(Entries taken from a collection)
■ ■ ■ ■

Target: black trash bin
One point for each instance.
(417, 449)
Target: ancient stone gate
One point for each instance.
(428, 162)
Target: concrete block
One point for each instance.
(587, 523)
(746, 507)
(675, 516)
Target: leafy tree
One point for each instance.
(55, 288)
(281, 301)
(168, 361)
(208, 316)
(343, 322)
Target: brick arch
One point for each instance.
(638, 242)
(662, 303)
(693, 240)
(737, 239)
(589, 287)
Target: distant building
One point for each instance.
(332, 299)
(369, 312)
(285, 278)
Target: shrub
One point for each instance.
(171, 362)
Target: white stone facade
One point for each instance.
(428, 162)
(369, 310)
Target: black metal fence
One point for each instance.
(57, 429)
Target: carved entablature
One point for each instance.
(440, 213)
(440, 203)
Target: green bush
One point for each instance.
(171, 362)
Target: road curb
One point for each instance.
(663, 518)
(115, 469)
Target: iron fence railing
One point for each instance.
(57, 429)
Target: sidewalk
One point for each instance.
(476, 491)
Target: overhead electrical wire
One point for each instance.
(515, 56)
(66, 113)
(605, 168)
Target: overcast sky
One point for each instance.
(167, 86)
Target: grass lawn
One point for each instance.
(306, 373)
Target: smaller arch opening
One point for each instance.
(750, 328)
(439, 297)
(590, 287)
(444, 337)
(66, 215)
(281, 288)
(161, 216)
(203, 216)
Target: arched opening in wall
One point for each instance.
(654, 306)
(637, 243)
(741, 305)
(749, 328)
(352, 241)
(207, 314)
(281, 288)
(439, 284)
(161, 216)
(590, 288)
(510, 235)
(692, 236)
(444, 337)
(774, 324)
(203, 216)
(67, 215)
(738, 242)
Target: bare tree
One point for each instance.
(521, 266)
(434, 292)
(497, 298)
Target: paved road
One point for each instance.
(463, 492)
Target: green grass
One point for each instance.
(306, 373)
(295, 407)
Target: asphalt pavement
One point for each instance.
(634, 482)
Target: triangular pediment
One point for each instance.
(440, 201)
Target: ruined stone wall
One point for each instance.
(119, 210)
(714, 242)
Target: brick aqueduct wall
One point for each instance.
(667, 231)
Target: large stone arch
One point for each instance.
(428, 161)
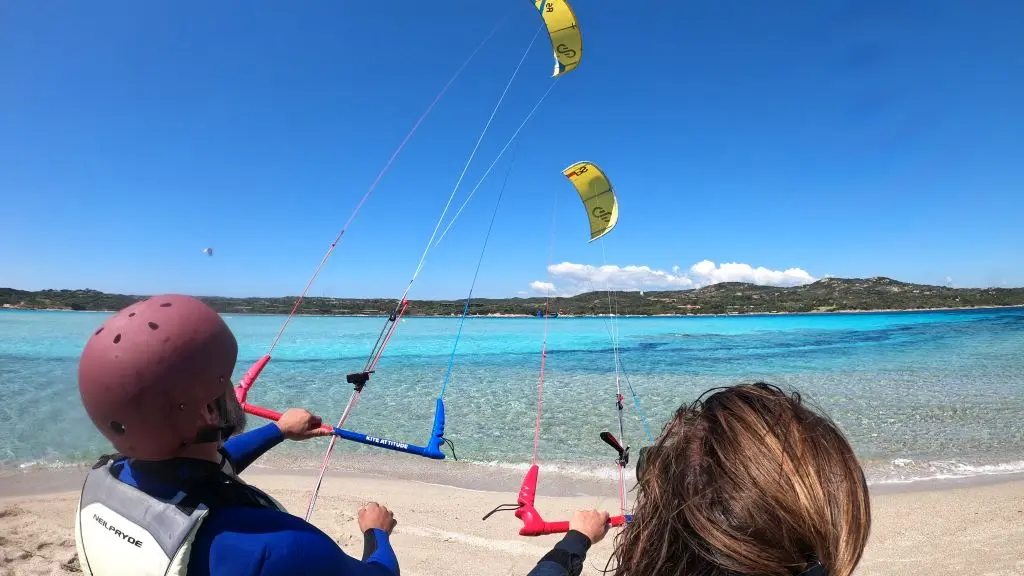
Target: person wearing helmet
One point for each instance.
(155, 379)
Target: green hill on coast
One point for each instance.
(829, 294)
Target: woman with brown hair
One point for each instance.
(745, 481)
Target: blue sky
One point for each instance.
(853, 138)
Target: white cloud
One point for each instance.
(576, 278)
(544, 287)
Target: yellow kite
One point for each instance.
(564, 34)
(597, 195)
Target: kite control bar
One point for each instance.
(532, 523)
(431, 450)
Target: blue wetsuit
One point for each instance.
(565, 559)
(249, 540)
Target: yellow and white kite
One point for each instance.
(598, 197)
(564, 33)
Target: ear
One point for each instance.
(211, 414)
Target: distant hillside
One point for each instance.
(730, 297)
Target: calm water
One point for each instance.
(921, 395)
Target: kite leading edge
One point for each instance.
(564, 33)
(597, 195)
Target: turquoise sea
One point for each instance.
(920, 395)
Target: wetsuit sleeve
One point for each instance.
(377, 549)
(565, 559)
(243, 450)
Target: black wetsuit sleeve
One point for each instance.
(565, 559)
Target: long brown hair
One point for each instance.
(747, 480)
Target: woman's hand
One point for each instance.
(298, 423)
(592, 524)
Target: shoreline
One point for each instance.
(934, 532)
(33, 481)
(584, 317)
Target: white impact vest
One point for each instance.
(119, 529)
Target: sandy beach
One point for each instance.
(927, 529)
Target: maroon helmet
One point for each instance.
(147, 374)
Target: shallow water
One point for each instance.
(920, 395)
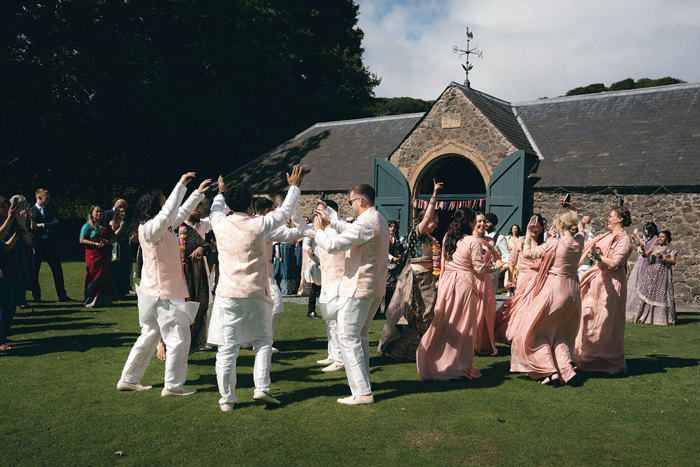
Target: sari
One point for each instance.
(653, 302)
(98, 266)
(410, 311)
(197, 281)
(638, 272)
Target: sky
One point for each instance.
(531, 48)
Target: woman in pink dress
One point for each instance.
(446, 350)
(545, 336)
(600, 342)
(484, 339)
(507, 314)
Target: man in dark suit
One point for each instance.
(44, 240)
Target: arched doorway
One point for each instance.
(462, 182)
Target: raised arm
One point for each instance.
(355, 235)
(192, 202)
(279, 216)
(154, 229)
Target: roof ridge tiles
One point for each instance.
(610, 94)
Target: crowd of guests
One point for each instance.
(568, 289)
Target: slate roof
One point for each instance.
(500, 114)
(645, 138)
(337, 155)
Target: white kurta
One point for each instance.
(163, 312)
(244, 314)
(366, 246)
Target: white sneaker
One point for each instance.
(124, 386)
(179, 392)
(262, 396)
(333, 367)
(357, 400)
(226, 407)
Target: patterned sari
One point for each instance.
(654, 302)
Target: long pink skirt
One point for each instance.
(508, 315)
(546, 334)
(484, 340)
(446, 350)
(600, 344)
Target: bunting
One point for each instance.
(476, 204)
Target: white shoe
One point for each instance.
(179, 392)
(227, 407)
(265, 397)
(124, 386)
(333, 367)
(357, 400)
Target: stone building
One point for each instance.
(639, 147)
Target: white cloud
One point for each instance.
(530, 49)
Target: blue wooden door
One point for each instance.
(392, 194)
(506, 190)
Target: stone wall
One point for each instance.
(453, 125)
(679, 213)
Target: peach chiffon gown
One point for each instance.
(545, 335)
(510, 312)
(600, 343)
(484, 328)
(446, 350)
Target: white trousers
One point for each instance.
(329, 312)
(166, 319)
(235, 321)
(354, 318)
(277, 305)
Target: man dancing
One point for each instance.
(243, 308)
(366, 243)
(163, 311)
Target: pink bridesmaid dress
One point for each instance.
(446, 350)
(484, 340)
(600, 343)
(510, 312)
(546, 333)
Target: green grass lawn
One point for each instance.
(60, 405)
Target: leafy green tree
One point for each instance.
(101, 98)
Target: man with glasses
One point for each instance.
(366, 246)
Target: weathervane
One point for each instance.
(467, 52)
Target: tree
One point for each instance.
(105, 98)
(625, 84)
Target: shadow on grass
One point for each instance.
(687, 318)
(72, 343)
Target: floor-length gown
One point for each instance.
(600, 343)
(545, 336)
(446, 350)
(484, 341)
(508, 315)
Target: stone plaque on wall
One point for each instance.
(451, 121)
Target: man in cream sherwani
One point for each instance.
(366, 246)
(332, 267)
(242, 309)
(163, 312)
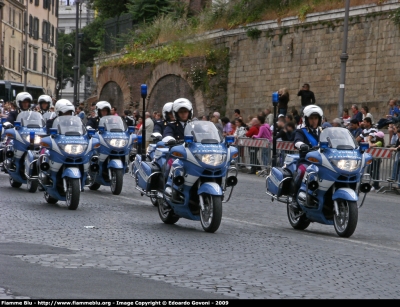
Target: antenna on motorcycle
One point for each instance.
(143, 92)
(32, 140)
(275, 101)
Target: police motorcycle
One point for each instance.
(2, 142)
(64, 160)
(23, 139)
(110, 164)
(331, 185)
(190, 180)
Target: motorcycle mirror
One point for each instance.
(275, 98)
(229, 139)
(363, 146)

■ ■ ■ ■

WHAT THE TASK REQUIRES
Do not include the pictures. Quote only the lines from the line with "Target: white trousers" through the end of the material, both ends included, exactly.

ANSWER TO THE PROBLEM
Target: white trousers
One point for each instance.
(329, 312)
(166, 319)
(235, 321)
(354, 318)
(277, 305)
Target: man dancing
One point for each instance.
(243, 308)
(366, 243)
(163, 311)
Target: pink bridesmaid dress
One point for each instance.
(446, 350)
(484, 340)
(600, 343)
(510, 312)
(546, 333)
Target: green grass lawn
One point for each instance.
(60, 405)
Target: leafy green tree
One point for each instance.
(101, 98)
Target: man with glasses
One point for each instance.
(366, 246)
Target: weathervane
One point for each instance.
(467, 52)
Target: tree
One point for each instance.
(105, 98)
(625, 84)
Target: shadow on grass
One point for each instance.
(687, 318)
(72, 343)
Target: floor-length gown
One point for each instance.
(600, 343)
(545, 336)
(446, 350)
(484, 341)
(508, 315)
Target: stone plaque on wall
One point for each instance.
(451, 121)
Target: man in cream sherwani
One point for each instance.
(366, 246)
(332, 267)
(242, 309)
(163, 312)
Target: antenna on motorcycle
One point for each instance.
(143, 92)
(32, 140)
(275, 101)
Target: police motorcycle
One point for each instance.
(2, 142)
(64, 160)
(23, 139)
(110, 164)
(331, 185)
(190, 180)
Target: motorcycle mirror
One point for each instance.
(275, 98)
(229, 139)
(363, 146)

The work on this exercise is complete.